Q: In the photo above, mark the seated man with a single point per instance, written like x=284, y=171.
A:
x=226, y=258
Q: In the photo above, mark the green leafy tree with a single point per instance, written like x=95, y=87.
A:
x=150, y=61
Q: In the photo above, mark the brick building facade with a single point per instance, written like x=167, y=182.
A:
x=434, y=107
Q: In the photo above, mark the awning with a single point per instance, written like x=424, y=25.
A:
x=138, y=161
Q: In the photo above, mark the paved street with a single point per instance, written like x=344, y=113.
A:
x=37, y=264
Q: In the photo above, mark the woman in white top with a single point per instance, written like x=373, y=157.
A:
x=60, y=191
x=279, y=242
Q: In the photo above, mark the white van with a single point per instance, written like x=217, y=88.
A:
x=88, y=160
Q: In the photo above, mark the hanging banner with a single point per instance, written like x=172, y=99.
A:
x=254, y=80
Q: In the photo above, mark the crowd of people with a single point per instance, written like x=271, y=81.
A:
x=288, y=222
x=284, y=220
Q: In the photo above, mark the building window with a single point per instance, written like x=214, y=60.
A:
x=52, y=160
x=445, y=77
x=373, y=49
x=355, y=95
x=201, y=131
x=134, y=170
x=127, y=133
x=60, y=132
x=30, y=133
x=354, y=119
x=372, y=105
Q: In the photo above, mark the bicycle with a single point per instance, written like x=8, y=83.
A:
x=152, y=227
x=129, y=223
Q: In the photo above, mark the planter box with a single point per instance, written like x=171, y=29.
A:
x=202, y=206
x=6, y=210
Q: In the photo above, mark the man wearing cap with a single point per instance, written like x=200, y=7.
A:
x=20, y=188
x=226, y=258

______

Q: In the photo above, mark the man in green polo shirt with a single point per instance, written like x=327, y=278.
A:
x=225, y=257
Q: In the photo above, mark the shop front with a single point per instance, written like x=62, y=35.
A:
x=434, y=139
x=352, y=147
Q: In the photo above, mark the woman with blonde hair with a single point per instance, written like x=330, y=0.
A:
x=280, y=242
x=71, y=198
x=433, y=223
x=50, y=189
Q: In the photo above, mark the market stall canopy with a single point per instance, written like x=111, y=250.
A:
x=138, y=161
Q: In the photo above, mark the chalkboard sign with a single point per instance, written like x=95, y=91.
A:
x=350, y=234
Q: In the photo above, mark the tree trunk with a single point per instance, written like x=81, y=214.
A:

______

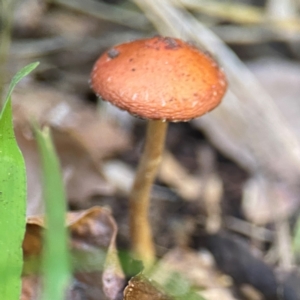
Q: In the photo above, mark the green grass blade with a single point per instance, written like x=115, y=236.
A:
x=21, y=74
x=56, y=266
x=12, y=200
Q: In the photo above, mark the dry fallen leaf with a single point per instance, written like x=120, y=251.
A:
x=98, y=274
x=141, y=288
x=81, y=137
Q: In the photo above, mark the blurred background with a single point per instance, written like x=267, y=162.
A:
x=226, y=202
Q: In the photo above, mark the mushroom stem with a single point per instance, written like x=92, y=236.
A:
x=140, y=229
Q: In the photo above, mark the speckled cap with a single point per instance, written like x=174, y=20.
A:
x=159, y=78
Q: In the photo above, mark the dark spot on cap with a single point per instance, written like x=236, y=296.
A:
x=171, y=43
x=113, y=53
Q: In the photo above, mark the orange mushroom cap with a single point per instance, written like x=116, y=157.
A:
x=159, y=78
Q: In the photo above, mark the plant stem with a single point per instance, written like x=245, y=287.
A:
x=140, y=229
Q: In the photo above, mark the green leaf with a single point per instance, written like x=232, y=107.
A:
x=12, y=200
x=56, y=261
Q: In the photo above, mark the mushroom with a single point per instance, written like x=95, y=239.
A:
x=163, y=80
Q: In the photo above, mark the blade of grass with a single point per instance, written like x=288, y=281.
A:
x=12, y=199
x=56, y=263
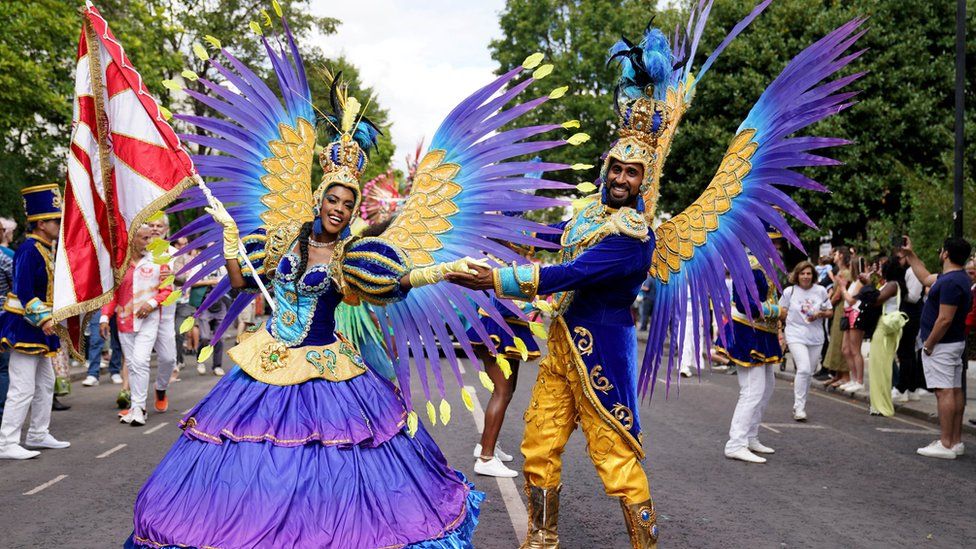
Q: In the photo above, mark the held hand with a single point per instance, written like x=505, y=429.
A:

______

Instruction
Reproduce the listing starting at the line containing "Q: In the photo above, mark the seated" and ending at the line containing "x=434, y=107". Change "brick building facade" to "stone building facade" and keep everything else the same.

Exercise result
Q: In the photo above, mark the seated man with a single point per instance, written like x=284, y=171.
A:
x=226, y=258
Q: In the photo above, mark the green leafy tree with a single point per instance, written like x=95, y=87.
A:
x=150, y=61
Q: In the photo above, mark the stone building facade with a single point per instance, written like x=167, y=182.
A:
x=434, y=107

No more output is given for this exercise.